**What to do**. Rewrite the lines of the records starting at the line containing "target | boy's brown hair" and ending at the last line of the records, including both ends and the requests. Multiply every coordinate in the answers by 0.4 and round each result to a whole number, with halves rounded up.

********************

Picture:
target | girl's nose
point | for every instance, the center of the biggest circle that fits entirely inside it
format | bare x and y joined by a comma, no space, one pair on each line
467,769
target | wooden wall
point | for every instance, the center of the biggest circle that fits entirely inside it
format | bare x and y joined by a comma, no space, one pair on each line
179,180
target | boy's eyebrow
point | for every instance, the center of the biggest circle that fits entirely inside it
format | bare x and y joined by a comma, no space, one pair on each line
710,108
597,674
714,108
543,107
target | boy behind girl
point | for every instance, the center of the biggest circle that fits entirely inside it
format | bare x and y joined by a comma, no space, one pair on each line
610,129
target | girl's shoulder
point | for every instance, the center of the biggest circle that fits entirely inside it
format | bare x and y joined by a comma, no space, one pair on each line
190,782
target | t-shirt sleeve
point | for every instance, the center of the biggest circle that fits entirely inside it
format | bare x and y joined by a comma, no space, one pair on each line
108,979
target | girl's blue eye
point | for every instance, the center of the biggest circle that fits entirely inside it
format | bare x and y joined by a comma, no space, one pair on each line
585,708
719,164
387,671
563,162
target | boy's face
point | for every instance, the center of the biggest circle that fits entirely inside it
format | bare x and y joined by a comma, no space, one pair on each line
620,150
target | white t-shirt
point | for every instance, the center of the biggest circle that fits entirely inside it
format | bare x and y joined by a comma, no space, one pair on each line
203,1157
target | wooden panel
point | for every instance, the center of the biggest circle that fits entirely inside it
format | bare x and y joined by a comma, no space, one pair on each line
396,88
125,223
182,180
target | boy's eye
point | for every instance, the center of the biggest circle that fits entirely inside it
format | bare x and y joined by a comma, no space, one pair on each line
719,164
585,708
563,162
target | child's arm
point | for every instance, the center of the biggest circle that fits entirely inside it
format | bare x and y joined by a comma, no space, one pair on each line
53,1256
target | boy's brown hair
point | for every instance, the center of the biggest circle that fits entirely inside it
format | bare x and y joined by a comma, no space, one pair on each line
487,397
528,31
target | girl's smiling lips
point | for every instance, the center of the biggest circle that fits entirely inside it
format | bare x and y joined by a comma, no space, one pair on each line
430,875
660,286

********************

**Reply to the exercise**.
target | boy's brown hair
point | for every instance, the center of the biggest circle that fits entirely inside it
format | bare x and y joined by a comma, no space, one pair on each line
195,159
211,12
target | girl's smiling lips
point | for every instance, the center of the biggest circle that fits entirely inside it
format | bare x and y joined by a comma, no space, one pair on each line
172,350
264,114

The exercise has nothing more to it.